[WORK TO COMPLETE]
a. Answer these questions using the harness description.
(i) How large is the random tensor created for each rank?
(ii) Which backend works the same as MPI but without cudaMemcpy?
(iii) In which two settings do the authors time the function calls?
b. Edit the stretch of the harness description from "1. Evaluation Harness" through "per matrix point." so that "JAX" stands wherever "PyTorch" appears.

[SOURCE TEXT]
----------

1. Evaluation Harness Architecture (the "instrument")

The harness is deliberately minimal — no Nsight, no NCCL_DEBUG=INFO parsing, no per-channel telemetry. The authors instead time function call boundaries from inside the application, in two distinct contexts (Linux shell directly invoking library APIs; PyTorch invoking the same backends through DDP). The architecture is best understood as a matrix of (environment) x (backend) x (architecture) x (subroutine) producing a single latency cell per matrix point.

+------------------------------------------------------------------+
|                 Measurement Harness                              |
|                                                                  |
|  +-------------------+    +---------------------------------+    |
|  | Workload Driver   |--->| Tensor Generator                |    |
|  | (shell script /   |    | 1 GiB random tensor per rank,   |    |
|  |  PyTorch script)  |    | held in either GPU or CPU mem   |    |
|  +-------------------+    | depending on backend            |    |
|           |               +---------------------------------+    |
|           v                            |                         |
|  +---------------------------------------------------------+     |
|  |          Backend-Switch Layer (per Fig 4 / Fig 8)       |     |
|  |                                                         |     |
|  |   if backend==NCCL:    nccl_Bcast / nccl_Allgather /    |     |
|  |                        nccl_Allreduce + (sometimes)     |     |
|  |                        MPI_Send chief->PS               |     |
|  |   if backend==MPI:     MPI_Bcast / MPI_Gather /         |     |
|  |                        MPI_Allreduce + cudaMemcpy       |     |
|  |   if backend==CUDA-MPI: same as MPI but no cudaMemcpy   |     |
|  |   if backend==GLOO:    PyTorch dist primitives over     |     |
|  |                        CPU memory                       |     |
|  +---------------------------------------------------------+     |
|           |                                                       |
|           v                                                       |
|  +---------------------------------------------------------+     |
|  | Wall-clock Timer (per subroutine)                       |     |
|  | total_latency = t_collective + t_cudaMemcpy + t_MPI_Send|     |
|  | reported as components in Tables 2-4                    |     |
|  +---------------------------------------------------------+     |
|           |                                                       |
|           v                                                       |
|  +---------------------------------------------------------+     |
|  | Result Aggregator                                       |     |
|  | (env x backend x architecture x subroutine x nGPU)      |     |
|  | -> bar charts (Fig 13-23) + tables (Tables 2-12)        |     |
|  +---------------------------------------------------------+     |
+------------------------------------------------------------------+
^ Fig 1: Measurement harness — a thin wall-clock instrumentation
  layer wrapped around library API calls, run identically in
  Linux shell and PyTorch. No transport-layer counters captured.

----------

[INFORMATION GIVEN]

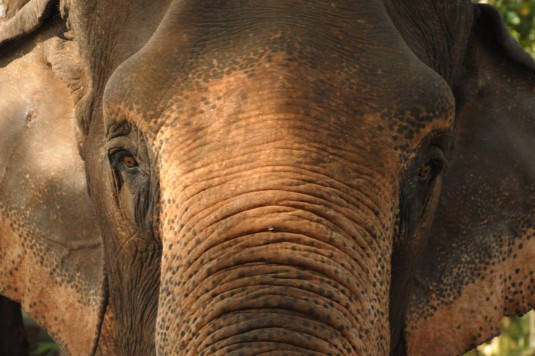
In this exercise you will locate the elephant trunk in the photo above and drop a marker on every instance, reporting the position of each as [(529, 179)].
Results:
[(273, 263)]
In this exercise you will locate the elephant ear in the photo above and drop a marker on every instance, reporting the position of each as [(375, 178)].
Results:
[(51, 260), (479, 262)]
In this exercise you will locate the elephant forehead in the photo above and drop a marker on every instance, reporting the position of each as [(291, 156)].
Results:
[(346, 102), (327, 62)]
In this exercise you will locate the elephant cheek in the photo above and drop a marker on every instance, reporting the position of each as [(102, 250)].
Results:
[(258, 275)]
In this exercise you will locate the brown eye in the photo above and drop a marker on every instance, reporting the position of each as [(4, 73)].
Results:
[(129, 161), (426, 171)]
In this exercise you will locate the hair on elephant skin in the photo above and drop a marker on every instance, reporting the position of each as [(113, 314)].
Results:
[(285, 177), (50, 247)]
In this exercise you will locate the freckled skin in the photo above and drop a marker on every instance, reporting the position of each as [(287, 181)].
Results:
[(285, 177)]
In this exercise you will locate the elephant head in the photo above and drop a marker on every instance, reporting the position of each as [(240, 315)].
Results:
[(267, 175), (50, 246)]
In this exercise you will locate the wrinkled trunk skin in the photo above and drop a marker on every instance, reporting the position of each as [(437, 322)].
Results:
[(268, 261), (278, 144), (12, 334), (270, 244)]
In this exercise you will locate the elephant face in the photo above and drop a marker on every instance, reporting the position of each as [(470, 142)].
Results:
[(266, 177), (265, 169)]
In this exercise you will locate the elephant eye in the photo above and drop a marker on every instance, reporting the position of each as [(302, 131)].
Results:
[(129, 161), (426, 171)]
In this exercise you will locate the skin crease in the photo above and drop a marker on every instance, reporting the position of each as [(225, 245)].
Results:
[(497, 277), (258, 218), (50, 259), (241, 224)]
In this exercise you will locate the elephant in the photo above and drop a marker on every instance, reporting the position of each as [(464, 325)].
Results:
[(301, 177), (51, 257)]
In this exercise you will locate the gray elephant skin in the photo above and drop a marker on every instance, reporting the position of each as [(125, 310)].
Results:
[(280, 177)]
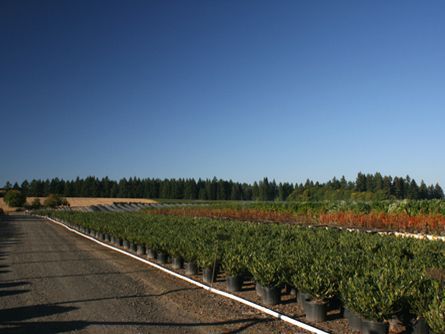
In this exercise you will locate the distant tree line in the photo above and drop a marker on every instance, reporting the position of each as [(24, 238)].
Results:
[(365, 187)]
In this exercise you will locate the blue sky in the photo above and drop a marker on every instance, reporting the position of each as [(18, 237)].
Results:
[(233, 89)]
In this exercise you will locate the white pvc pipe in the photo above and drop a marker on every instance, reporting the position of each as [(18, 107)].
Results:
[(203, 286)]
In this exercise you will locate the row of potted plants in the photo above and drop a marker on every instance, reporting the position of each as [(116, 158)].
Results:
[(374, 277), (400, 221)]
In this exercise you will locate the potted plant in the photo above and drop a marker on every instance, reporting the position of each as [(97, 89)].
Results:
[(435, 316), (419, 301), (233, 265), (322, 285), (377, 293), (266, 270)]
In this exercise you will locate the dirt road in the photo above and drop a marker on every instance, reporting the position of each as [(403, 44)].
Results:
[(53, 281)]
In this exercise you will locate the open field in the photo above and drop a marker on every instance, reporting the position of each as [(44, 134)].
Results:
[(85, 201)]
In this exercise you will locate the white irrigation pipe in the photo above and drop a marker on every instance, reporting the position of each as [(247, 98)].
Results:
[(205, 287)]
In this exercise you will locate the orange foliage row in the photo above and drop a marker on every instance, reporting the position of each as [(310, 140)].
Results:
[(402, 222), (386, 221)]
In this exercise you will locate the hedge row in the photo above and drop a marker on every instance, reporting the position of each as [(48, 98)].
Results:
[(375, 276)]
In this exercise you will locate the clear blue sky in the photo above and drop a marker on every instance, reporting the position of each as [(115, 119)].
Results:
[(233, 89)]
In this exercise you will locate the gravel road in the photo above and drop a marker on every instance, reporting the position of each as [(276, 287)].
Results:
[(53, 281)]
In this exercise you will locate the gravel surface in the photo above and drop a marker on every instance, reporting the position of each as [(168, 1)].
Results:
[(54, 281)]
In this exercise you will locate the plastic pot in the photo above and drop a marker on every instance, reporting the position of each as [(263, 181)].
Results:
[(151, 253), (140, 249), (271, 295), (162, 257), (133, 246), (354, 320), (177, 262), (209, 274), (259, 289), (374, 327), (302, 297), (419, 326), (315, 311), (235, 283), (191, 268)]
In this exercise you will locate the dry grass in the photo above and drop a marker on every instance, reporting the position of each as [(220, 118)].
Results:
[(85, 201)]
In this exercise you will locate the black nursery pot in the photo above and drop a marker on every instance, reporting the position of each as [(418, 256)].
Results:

----------

[SOLUTIONS BY TASK]
a.
(i) 1 GiB.
(ii) CUDA-MPI.
(iii) A Linux shell calling the library APIs directly, and PyTorch calling the same backends through DDP.

b.
1. Evaluation Harness Architecture (the "instrument")

The harness is deliberately minimal — no Nsight, no NCCL_DEBUG=INFO parsing, no per-channel telemetry. The authors instead time function call boundaries from inside the application, in two distinct contexts (Linux shell directly invoking library APIs; JAX invoking the same backends through DDP). The architecture is best understood as a matrix of (environment) x (backend) x (architecture) x (subroutine) producing a single latency cell per matrix point.